Excerpts from segmentation records:
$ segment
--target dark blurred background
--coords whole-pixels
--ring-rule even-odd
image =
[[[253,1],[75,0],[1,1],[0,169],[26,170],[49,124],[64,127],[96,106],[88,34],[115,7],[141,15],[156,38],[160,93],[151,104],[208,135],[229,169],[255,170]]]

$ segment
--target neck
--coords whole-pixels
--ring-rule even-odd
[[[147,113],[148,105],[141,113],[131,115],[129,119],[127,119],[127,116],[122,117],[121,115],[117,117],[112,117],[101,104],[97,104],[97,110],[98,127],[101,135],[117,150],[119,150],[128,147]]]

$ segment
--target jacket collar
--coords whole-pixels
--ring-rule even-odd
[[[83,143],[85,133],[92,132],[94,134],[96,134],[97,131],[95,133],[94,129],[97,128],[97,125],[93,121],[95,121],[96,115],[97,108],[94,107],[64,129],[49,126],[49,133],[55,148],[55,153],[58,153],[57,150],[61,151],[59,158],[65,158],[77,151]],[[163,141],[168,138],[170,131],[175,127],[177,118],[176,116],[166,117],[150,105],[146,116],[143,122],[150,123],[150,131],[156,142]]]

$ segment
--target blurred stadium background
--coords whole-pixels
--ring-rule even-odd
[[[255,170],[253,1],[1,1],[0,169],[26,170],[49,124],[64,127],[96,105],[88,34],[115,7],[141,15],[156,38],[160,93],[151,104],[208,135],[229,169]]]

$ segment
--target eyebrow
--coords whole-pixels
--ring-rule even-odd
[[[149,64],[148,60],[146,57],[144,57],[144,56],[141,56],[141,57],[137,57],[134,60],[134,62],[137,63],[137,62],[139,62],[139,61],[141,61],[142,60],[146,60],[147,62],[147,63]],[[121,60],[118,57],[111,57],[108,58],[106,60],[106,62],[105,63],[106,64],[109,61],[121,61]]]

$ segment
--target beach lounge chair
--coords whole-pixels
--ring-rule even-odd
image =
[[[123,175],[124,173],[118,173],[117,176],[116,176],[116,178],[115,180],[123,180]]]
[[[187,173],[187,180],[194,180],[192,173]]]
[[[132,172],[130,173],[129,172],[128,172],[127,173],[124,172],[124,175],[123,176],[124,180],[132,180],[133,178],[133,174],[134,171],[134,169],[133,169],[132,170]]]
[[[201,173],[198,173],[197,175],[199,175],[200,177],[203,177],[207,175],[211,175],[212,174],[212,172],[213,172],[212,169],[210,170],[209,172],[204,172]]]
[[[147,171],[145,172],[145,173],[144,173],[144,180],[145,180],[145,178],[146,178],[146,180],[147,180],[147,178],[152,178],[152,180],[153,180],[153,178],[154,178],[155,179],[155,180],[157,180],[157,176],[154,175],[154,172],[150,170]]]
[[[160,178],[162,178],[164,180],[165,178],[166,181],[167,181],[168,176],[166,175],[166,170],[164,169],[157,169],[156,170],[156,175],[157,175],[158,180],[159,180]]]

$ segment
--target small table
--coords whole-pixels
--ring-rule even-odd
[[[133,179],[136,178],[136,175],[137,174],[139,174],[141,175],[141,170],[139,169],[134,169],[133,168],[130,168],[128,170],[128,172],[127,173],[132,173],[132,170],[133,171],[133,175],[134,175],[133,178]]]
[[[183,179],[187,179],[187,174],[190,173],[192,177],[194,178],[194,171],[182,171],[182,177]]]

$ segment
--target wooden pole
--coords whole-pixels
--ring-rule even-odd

What this task involves: Show each line of the data above that contains the string "target". Matching is case-sensitive.

Task solution:
--target dark blurred background
--target neck
--target jacket collar
--target blurred stadium background
--target eyebrow
--target beach lounge chair
--target small table
--target wooden pole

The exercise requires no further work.